» What needs to be done: From the top of the records below, return each line exactly, ending with the line that contains "Need: one point per instance of the black mirror".

» The data:
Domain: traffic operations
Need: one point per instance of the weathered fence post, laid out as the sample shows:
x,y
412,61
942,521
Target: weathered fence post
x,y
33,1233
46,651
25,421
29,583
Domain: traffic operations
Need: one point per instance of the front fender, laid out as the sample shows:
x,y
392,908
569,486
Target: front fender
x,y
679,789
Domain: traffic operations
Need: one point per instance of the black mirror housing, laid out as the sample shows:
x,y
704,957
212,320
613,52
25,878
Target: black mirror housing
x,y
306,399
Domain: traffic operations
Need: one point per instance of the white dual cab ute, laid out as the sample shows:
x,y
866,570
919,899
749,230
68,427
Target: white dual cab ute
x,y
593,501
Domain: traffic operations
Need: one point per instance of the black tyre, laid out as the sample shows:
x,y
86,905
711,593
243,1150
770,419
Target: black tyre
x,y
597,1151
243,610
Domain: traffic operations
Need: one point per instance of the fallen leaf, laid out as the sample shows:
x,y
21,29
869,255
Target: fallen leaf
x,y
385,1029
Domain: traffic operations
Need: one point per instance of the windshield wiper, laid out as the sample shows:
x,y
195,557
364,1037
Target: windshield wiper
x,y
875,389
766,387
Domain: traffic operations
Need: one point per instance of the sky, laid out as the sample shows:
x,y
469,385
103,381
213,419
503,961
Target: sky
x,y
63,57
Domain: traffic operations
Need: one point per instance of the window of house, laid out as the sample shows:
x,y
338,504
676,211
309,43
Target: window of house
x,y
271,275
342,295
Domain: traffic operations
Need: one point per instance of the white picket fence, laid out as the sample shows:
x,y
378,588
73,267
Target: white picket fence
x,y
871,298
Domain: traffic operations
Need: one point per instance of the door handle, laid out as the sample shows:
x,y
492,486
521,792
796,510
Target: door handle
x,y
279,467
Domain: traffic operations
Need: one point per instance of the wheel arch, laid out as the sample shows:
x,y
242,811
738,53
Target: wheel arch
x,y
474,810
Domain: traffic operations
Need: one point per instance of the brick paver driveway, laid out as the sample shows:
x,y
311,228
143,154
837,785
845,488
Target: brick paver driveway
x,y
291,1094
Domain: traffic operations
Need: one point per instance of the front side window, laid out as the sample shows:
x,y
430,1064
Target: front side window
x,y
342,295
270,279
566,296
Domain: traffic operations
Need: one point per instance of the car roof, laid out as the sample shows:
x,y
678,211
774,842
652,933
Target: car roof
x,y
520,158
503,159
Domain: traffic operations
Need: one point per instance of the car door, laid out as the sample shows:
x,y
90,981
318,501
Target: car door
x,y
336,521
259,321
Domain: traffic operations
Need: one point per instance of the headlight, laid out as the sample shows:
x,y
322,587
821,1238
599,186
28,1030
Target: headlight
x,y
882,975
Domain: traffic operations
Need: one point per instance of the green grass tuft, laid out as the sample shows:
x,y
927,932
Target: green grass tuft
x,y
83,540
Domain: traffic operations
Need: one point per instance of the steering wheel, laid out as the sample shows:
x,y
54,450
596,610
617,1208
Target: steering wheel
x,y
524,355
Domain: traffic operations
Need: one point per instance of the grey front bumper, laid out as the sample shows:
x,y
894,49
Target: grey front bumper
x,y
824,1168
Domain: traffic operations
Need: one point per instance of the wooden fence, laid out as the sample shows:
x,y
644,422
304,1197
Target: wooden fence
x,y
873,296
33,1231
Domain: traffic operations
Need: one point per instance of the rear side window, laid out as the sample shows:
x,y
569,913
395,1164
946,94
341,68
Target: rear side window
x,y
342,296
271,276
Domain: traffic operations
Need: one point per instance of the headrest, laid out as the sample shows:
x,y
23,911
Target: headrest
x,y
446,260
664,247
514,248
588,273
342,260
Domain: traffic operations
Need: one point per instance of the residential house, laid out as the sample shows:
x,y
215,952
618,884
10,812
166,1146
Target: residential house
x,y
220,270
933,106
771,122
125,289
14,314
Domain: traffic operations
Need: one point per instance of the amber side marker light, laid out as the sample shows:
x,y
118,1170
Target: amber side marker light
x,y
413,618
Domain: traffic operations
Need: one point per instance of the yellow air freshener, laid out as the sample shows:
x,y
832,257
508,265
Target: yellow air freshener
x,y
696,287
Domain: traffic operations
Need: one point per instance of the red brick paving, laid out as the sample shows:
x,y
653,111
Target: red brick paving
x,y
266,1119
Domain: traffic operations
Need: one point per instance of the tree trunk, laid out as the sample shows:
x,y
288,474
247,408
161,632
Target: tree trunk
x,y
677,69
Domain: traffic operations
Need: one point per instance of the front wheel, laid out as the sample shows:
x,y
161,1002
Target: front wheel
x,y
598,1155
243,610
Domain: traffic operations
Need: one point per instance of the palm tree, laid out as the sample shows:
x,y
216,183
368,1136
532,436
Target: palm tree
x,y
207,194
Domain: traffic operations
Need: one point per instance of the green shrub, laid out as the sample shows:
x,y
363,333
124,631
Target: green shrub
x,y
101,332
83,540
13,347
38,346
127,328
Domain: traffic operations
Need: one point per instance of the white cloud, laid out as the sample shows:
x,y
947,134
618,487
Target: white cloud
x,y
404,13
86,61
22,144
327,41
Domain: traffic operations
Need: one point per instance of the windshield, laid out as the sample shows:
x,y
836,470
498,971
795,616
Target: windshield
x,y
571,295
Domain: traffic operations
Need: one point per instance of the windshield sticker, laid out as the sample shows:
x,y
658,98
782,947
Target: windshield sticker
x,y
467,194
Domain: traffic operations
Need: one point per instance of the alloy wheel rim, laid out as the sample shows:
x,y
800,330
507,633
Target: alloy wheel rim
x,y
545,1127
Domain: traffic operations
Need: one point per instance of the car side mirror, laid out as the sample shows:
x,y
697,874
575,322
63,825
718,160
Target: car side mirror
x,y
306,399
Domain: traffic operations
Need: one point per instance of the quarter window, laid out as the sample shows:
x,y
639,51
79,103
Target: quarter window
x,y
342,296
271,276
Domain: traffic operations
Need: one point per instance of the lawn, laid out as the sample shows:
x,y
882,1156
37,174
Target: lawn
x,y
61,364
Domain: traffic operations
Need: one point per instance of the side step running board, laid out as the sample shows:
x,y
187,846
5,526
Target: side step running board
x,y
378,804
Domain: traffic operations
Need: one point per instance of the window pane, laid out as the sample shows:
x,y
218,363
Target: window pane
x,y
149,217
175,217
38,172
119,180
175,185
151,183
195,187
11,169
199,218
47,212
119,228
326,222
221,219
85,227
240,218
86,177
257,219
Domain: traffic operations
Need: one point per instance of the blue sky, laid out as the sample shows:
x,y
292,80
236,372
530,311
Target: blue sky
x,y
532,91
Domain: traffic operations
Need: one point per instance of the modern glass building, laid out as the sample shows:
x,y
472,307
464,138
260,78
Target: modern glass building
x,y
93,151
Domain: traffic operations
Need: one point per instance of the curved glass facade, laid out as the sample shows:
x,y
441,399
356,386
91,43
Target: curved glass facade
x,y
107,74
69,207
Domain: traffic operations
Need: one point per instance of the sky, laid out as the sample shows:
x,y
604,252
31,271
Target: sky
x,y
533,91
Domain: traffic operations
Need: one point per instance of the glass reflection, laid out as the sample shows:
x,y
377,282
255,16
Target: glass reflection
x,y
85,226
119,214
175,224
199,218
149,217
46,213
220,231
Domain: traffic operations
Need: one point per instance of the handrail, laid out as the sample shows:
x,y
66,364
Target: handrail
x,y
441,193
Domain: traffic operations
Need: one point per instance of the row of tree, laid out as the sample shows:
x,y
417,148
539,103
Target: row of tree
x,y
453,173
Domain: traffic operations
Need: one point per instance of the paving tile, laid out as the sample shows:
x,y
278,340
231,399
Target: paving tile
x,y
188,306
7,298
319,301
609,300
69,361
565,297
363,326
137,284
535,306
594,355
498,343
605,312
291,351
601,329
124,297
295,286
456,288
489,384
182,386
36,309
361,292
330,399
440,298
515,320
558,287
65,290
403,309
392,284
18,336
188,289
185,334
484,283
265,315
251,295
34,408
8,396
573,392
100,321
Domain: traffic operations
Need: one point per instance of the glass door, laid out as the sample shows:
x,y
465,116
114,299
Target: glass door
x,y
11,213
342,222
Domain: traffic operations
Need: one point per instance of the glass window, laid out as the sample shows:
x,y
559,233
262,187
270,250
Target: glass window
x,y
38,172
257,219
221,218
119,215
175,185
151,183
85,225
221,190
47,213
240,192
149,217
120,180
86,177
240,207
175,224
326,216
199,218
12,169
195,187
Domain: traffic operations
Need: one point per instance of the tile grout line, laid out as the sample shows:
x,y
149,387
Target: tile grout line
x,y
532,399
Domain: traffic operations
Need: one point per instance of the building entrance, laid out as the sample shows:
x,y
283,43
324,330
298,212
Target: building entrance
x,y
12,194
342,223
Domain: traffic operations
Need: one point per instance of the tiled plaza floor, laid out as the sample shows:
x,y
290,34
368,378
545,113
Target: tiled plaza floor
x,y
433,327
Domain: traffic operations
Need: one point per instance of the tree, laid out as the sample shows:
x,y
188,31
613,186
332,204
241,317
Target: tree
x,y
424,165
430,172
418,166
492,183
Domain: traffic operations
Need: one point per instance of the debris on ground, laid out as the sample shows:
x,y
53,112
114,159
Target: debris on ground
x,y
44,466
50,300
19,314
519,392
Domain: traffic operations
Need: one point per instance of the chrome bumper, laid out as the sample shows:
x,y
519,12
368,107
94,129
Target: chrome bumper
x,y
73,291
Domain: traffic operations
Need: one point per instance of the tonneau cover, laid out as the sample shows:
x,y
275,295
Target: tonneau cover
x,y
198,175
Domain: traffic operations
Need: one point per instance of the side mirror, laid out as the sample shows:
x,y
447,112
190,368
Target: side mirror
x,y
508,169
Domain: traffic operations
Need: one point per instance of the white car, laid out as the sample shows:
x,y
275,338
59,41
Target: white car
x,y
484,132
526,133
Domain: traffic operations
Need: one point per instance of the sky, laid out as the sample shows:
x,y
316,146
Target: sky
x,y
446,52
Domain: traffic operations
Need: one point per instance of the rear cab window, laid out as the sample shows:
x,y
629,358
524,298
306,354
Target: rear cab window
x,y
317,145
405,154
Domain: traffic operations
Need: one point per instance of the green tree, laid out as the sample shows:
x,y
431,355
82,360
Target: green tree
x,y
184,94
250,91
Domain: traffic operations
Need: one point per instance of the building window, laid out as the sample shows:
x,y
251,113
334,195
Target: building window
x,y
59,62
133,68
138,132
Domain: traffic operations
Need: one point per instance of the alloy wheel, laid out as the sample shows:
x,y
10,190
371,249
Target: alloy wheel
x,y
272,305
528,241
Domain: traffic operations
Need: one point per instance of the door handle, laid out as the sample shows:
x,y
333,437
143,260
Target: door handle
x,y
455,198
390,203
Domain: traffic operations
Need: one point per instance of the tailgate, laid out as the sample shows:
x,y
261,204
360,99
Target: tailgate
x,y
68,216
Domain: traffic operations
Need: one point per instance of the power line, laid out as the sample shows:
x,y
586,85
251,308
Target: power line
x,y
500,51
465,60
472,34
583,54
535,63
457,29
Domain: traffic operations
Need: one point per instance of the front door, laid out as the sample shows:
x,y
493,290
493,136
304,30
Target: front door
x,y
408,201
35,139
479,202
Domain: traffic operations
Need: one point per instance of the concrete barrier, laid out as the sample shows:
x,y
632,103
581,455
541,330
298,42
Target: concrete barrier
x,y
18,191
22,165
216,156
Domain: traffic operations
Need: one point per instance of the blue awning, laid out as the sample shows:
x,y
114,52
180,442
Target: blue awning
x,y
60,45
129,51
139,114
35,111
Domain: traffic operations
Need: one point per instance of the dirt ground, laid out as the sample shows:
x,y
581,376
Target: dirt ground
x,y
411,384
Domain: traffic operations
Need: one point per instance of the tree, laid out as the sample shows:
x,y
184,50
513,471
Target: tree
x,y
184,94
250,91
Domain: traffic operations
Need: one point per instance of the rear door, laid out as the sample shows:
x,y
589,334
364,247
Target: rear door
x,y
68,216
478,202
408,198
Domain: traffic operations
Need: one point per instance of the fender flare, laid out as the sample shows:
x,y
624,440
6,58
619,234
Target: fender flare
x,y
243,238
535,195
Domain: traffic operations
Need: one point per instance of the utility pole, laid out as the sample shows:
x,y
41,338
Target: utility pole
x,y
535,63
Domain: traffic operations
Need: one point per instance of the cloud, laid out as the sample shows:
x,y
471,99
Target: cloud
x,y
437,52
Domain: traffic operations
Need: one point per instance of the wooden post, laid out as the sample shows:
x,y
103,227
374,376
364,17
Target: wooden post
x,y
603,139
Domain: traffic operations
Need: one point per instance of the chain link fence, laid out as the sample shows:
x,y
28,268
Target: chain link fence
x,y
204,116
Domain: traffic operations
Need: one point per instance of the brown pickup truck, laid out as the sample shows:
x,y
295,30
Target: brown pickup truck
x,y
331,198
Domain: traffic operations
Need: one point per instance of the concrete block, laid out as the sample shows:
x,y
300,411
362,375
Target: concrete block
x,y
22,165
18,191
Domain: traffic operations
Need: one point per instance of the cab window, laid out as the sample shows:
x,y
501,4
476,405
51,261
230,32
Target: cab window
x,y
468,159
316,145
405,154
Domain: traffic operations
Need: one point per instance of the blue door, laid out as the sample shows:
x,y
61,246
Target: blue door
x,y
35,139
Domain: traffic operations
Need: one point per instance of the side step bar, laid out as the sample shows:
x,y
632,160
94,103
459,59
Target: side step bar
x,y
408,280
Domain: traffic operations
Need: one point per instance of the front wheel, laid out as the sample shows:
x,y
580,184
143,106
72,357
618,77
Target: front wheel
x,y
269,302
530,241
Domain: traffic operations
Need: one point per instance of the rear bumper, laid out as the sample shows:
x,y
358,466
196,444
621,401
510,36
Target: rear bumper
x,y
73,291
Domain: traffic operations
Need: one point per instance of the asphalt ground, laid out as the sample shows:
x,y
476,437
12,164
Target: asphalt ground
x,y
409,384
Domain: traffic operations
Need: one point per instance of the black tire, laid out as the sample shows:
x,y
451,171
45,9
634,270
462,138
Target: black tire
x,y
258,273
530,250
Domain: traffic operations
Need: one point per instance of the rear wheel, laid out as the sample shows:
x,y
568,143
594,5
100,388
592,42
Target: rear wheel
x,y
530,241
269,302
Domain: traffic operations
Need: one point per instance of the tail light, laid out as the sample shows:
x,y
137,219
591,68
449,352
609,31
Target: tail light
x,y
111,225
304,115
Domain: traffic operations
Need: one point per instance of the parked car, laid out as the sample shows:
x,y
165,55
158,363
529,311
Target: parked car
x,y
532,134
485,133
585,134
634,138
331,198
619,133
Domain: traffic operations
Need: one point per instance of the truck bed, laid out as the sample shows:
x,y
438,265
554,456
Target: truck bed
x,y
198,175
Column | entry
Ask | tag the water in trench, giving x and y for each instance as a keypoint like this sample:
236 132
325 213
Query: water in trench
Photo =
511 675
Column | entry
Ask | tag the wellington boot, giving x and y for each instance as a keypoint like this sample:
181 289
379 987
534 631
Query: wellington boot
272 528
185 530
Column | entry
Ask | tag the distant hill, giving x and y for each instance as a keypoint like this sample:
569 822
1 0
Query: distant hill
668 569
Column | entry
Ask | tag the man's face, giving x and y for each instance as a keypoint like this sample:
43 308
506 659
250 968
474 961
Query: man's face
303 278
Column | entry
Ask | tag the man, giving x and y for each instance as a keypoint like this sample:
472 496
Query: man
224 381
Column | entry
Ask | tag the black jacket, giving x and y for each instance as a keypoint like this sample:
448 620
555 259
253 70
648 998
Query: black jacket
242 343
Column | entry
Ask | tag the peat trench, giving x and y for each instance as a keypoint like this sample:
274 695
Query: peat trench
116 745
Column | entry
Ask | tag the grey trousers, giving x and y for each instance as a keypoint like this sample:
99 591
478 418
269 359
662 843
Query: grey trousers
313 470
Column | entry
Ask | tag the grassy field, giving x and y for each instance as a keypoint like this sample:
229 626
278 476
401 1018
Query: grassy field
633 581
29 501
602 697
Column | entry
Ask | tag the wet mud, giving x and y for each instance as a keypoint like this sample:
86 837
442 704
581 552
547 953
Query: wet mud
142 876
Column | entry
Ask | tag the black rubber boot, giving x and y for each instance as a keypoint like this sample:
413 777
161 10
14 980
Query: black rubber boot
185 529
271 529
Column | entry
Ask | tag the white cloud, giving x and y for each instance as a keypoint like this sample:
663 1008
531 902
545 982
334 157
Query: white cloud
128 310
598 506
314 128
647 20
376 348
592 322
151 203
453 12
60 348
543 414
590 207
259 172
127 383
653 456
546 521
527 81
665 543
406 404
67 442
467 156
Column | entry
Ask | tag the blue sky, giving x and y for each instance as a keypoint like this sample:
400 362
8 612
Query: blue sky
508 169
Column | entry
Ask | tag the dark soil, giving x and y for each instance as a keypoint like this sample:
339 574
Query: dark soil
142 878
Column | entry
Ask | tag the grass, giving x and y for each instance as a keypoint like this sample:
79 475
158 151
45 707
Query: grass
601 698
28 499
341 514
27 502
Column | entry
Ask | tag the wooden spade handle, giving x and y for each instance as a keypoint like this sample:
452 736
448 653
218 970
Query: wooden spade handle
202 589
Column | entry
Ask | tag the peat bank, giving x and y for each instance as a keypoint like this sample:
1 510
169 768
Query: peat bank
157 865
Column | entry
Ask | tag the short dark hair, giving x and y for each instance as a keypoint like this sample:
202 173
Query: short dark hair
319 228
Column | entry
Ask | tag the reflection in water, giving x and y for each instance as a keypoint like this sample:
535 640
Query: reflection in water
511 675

» Written solution:
Domain: traffic operations
Need: one point per instance of the weathered fence post, laid out as the sample shows:
x,y
412,61
942,521
Target: weathered fence post
x,y
33,1233
46,651
25,421
29,583
Domain: traffic operations
Need: one point per instance of the front fender, laid out as the sample shows:
x,y
392,908
569,486
Target: front fender
x,y
679,789
Domain: traffic operations
Need: one point per instance of the black mirror housing, laid out as the sample shows:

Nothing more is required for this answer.